- _EXERCISE INSTRUCTIONS_
Check each line of the listing for the word "from" and report the ones that have it.

- _THE DATA_
BEGIN
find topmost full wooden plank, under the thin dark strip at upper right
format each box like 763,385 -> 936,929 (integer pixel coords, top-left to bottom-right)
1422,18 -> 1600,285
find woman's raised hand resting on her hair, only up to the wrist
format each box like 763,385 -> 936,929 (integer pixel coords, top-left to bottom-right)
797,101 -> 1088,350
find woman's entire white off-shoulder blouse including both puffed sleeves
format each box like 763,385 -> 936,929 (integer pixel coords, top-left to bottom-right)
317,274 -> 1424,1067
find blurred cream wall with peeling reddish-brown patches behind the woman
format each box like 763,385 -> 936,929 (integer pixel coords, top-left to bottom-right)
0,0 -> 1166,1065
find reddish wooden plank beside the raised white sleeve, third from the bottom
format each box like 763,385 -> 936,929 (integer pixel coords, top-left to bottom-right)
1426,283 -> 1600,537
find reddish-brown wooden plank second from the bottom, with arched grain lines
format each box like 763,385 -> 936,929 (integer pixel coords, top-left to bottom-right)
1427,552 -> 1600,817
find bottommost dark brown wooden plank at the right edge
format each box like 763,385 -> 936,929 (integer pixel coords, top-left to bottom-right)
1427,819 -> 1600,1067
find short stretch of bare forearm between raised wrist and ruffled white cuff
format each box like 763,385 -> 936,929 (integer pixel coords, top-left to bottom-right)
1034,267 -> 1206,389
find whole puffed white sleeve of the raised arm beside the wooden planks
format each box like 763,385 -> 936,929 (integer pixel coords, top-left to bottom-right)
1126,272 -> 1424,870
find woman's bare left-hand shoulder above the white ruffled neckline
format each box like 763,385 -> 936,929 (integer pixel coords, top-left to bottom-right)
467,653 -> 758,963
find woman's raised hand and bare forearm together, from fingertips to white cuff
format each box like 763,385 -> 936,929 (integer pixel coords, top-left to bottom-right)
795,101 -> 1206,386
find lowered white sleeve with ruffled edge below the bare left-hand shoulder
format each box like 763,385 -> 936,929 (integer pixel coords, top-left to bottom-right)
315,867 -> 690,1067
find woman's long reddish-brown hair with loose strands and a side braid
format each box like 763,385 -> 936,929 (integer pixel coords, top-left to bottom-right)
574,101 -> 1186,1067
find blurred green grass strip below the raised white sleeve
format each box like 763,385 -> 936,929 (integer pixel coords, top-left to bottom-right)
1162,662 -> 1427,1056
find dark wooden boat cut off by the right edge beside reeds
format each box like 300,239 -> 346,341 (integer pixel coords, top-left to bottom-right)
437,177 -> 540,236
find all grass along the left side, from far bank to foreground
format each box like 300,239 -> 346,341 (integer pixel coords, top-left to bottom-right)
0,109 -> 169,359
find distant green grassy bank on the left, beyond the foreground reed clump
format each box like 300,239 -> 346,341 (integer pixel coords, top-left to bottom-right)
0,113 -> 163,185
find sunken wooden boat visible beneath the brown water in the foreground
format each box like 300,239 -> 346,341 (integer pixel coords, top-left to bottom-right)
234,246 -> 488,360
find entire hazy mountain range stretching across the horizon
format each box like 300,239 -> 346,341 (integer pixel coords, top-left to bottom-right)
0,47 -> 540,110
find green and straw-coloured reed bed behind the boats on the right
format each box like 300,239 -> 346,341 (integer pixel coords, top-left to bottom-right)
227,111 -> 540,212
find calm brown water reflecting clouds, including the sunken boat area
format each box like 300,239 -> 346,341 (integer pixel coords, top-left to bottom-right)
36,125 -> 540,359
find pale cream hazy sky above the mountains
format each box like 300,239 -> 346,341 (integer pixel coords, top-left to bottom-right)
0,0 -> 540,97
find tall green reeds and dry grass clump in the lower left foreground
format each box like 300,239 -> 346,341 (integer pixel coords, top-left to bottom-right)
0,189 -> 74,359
END
- _ANSWER BOX_
find reddish wooden plank beside the raised white sleeve, third from the bottom
find reddish-brown wooden plank second from the bottom, with arched grain lines
find woman's raised hand and bare forearm together, from fingertips to white cuff
find all grass along the left side, from far bank to foreground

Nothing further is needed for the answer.